* Exercise task *
Format every line of the entries below as a Markdown table with two columns, "No." for the row number and "Line" for the text of that line. Omit blank lines.

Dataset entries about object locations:
=====

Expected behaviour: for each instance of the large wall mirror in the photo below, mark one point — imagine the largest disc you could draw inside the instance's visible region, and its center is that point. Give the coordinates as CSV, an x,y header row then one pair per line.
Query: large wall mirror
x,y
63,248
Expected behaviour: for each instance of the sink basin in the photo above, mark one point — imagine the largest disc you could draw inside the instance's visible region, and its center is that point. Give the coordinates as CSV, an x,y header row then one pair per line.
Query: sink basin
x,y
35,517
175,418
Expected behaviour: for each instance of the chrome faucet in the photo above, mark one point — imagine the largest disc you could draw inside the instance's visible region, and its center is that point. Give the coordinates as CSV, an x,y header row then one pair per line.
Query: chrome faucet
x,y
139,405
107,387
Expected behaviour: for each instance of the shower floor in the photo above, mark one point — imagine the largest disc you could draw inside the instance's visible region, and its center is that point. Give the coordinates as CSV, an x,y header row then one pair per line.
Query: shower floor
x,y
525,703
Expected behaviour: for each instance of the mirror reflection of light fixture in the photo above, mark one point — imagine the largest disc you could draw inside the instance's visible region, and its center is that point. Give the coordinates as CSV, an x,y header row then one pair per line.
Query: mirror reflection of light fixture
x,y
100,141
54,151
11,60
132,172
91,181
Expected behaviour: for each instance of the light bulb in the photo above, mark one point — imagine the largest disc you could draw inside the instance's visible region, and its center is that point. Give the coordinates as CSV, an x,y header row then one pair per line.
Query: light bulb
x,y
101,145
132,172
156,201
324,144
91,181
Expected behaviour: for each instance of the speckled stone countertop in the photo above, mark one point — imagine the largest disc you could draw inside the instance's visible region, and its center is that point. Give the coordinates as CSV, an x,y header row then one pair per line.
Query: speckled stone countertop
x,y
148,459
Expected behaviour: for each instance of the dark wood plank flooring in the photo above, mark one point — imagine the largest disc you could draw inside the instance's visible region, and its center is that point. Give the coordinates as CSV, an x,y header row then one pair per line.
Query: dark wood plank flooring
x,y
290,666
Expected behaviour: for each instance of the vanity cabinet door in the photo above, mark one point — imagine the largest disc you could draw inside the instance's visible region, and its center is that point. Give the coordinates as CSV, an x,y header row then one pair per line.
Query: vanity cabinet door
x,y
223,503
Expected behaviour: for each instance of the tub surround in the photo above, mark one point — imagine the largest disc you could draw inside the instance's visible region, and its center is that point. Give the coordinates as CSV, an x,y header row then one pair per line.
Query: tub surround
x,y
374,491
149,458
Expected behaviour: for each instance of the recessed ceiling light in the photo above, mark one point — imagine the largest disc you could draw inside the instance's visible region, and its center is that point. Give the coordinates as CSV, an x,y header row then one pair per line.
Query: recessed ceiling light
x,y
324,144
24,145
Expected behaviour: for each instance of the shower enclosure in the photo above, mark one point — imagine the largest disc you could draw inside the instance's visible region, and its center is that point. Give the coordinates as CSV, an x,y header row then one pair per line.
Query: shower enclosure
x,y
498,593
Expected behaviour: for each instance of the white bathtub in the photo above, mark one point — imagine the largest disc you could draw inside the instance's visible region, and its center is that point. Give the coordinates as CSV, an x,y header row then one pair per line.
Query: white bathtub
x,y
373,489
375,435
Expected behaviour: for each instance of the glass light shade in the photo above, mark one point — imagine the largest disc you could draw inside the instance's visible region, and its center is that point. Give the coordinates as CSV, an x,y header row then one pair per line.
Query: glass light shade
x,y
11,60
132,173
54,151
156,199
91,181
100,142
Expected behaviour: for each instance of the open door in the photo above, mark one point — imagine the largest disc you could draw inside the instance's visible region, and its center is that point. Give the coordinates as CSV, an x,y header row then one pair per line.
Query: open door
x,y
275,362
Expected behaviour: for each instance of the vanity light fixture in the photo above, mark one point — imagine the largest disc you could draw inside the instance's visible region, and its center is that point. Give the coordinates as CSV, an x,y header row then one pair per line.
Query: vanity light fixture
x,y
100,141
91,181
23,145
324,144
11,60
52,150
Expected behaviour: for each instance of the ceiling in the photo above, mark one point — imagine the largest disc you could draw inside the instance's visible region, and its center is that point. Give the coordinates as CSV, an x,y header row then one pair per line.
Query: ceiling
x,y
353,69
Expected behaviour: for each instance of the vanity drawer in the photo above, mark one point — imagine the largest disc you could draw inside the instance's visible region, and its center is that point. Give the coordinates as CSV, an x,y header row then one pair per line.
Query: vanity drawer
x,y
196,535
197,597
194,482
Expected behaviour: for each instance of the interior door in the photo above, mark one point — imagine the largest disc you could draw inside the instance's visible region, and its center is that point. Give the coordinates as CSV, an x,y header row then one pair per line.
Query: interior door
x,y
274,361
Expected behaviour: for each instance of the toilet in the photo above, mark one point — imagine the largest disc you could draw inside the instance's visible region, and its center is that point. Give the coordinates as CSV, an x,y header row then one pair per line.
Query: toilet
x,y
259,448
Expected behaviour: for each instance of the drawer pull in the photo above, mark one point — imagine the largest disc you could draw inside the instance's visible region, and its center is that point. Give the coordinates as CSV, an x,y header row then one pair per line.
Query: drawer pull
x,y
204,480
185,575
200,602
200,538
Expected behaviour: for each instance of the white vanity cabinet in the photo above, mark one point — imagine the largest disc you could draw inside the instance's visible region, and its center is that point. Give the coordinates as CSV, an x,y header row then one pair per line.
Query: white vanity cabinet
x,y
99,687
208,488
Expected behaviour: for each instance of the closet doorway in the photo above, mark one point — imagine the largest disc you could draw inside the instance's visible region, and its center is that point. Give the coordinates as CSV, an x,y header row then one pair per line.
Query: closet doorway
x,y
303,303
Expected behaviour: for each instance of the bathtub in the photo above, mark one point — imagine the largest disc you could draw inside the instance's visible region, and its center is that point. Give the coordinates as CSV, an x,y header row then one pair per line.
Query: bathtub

=====

* Final answer *
| No. | Line |
|---|---|
| 1 | Expected behaviour: for each instance of the large wall mirror in the photo below, mark one point — imagine the largest disc you could draw inside the instance's visible region, and its center is that point. Give the coordinates as CSV, an x,y header row then one pair per line. |
| 2 | Query: large wall mirror |
| 3 | x,y |
| 4 | 63,248 |
| 5 | Expected behaviour: for each instance of the sink basin in the photo above, mark one point — imagine the largest disc you could draw inside the instance's visible region, and its center is that point. Give the coordinates as CSV, an x,y header row then one pair per line. |
| 6 | Query: sink basin |
| 7 | x,y |
| 8 | 35,517 |
| 9 | 175,418 |
| 10 | Expected behaviour: for each instance of the chrome faucet in the photo above, mark one point — imagine the largest disc you could draw inside the instance's visible region, and its center is that point. Give the coordinates as CSV, an x,y header row then one pair per line. |
| 11 | Query: chrome faucet |
| 12 | x,y |
| 13 | 139,405 |
| 14 | 107,387 |
| 15 | Expected behaviour: for each instance of the shower floor in the photo above, mark one point — imagine the largest disc you could draw inside the instance's visible region, and its center is that point. Give the coordinates as CSV, an x,y header row then one pair per line. |
| 16 | Query: shower floor |
| 17 | x,y |
| 18 | 525,703 |
| 19 | Expected behaviour: for each instance of the mirror reflection of light fixture in the photo above, mark one point — imagine the largest disc you could draw inside the instance's visible region, and its center is that point. Give the coordinates as CSV, an x,y header row then one pair per line. |
| 20 | Query: mirror reflection of light fixture |
| 21 | x,y |
| 22 | 100,141 |
| 23 | 54,151 |
| 24 | 11,60 |
| 25 | 132,172 |
| 26 | 91,181 |
| 27 | Expected behaviour: for each instance of the light bulb in the photo above, mark one point — imagine the largest disc you could draw inside the instance's visible region, and its center is that point. Give the coordinates as CSV, an x,y header row then one pair per line. |
| 28 | Query: light bulb |
| 29 | x,y |
| 30 | 101,145 |
| 31 | 132,172 |
| 32 | 156,201 |
| 33 | 324,144 |
| 34 | 91,181 |
| 35 | Expected behaviour: for each instance of the speckled stone countertop in the photo above, mark one point — imagine the largest disc you could draw inside the instance's visible region, and its center is that point. Give the coordinates as CSV, an x,y header row then one pair per line. |
| 36 | Query: speckled stone countertop |
| 37 | x,y |
| 38 | 148,459 |
| 39 | Expected behaviour: for each instance of the dark wood plank flooring in the photo above, mark one point — imagine the largest disc you could draw inside the instance's visible region, and its center is that point. Give the coordinates as CSV, an x,y header row then one pair per line. |
| 40 | Query: dark wood plank flooring |
| 41 | x,y |
| 42 | 290,666 |
| 43 | Expected behaviour: for each instance of the vanity cabinet door in the photo above, mark one point — imagine the largest disc you could draw inside the instance's visible region, and its center is that point. Give the coordinates as CSV, an x,y header row then one pair per line. |
| 44 | Query: vanity cabinet door |
| 45 | x,y |
| 46 | 223,503 |
| 47 | Expected behaviour: for each instance of the tub surround in the photo above, mark one point — imagine the largest disc you could draw inside the instance's visible region, and its center is that point. Give the coordinates as CSV, an x,y header row then one pair per line. |
| 48 | Query: tub surround |
| 49 | x,y |
| 50 | 374,491 |
| 51 | 149,458 |
| 52 | Expected behaviour: for each instance of the recessed ceiling light in the photo above, mark one point — imagine the largest disc you could draw inside the instance's visible region, and its center is that point. Give the coordinates as CSV, an x,y header row then one pair per line. |
| 53 | Query: recessed ceiling light |
| 54 | x,y |
| 55 | 324,144 |
| 56 | 24,145 |
| 57 | Expected behaviour: for each instance of the shower enclosure in the photo above, mark one point — imagine the largest disc you could draw inside the instance's visible region, and its center is that point. Give the coordinates as CSV, an x,y header row then one pair per line. |
| 58 | Query: shower enclosure |
| 59 | x,y |
| 60 | 498,593 |
| 61 | Expected behaviour: for each instance of the white bathtub in the photo above, mark one point — imagine the largest disc you could draw inside the instance's visible region, and its center is that point. Give the coordinates as CSV, an x,y header row then one pair per line. |
| 62 | Query: white bathtub |
| 63 | x,y |
| 64 | 373,489 |
| 65 | 375,435 |
| 66 | Expected behaviour: for each instance of the glass light shade in the photo above, mark one point — imagine the largest disc you could draw inside the instance's visible region, and its center is that point. Give the coordinates as CSV, an x,y header row then one pair per line. |
| 67 | Query: glass light shade |
| 68 | x,y |
| 69 | 11,60 |
| 70 | 132,173 |
| 71 | 54,151 |
| 72 | 156,199 |
| 73 | 91,181 |
| 74 | 100,142 |
| 75 | Expected behaviour: for each instance of the open door in the photo above, mark one point — imagine the largest disc you could draw inside the instance's visible region, and its center is that point. Give the coordinates as CSV, an x,y header row then one pair per line. |
| 76 | Query: open door |
| 77 | x,y |
| 78 | 275,362 |
| 79 | Expected behaviour: for each instance of the vanity light fixture in the photo above, mark one point — imagine the largest disc you could draw inside the instance's visible region, and its center is that point. Give the coordinates as CSV, an x,y header row then one pair per line. |
| 80 | Query: vanity light fixture |
| 81 | x,y |
| 82 | 100,141 |
| 83 | 91,181 |
| 84 | 23,145 |
| 85 | 324,144 |
| 86 | 11,60 |
| 87 | 52,150 |
| 88 | Expected behaviour: for each instance of the ceiling in the photo above, mark one point — imagine the largest disc you could draw inside the instance's visible region, and its center is that point. Give the coordinates as CSV, an x,y header row then one pair per line. |
| 89 | Query: ceiling |
| 90 | x,y |
| 91 | 353,69 |
| 92 | Expected behaviour: for each instance of the vanity drawer in the photo above, mark one point — imagine the largest disc you could draw inside the instance's visible region, and its center is that point. Give the coordinates as CSV, an x,y header row then one pair per line. |
| 93 | Query: vanity drawer |
| 94 | x,y |
| 95 | 196,535 |
| 96 | 197,597 |
| 97 | 194,482 |
| 98 | Expected behaviour: for each instance of the interior door in the photo above, mark one point — imagine the largest disc you could draw inside the instance's visible region, and its center is that point. Give the coordinates as CSV, an x,y header row then one pair per line. |
| 99 | Query: interior door |
| 100 | x,y |
| 101 | 274,361 |
| 102 | Expected behaviour: for each instance of the toilet in the photo above, mark one point — imagine the largest disc you could draw inside the instance's visible region, and its center is that point. Give the coordinates as CSV, an x,y header row then one pair per line. |
| 103 | Query: toilet |
| 104 | x,y |
| 105 | 259,448 |
| 106 | Expected behaviour: for each instance of the drawer pull in the photo above, mark one point — imagine the largest disc you could draw inside the instance's visible region, and its center is that point. Give the coordinates as CSV, an x,y header row then one pair per line. |
| 107 | Query: drawer pull |
| 108 | x,y |
| 109 | 204,480 |
| 110 | 185,575 |
| 111 | 200,602 |
| 112 | 200,538 |
| 113 | Expected behaviour: for each instance of the white vanity cabinet in the photo above, mark one point — imagine the largest disc you could draw inside the instance's visible region, and its center is that point. Give the coordinates as CSV, an x,y header row then one pair per line. |
| 114 | Query: white vanity cabinet |
| 115 | x,y |
| 116 | 99,687 |
| 117 | 208,488 |
| 118 | Expected behaviour: for each instance of the closet doorway in the photo above, mark one point — imagine the largest disc you could draw inside the instance's visible region, and its center is that point. Give the coordinates as CSV, an x,y header row then one pair per line. |
| 119 | Query: closet doorway |
| 120 | x,y |
| 121 | 303,303 |
| 122 | Expected behaviour: for each instance of the bathtub in the photo above, mark one point — imagine the largest disc you could draw inside the instance's visible region, and its center is that point. Give the coordinates as CSV, an x,y header row then one pair per line. |
| 123 | Query: bathtub |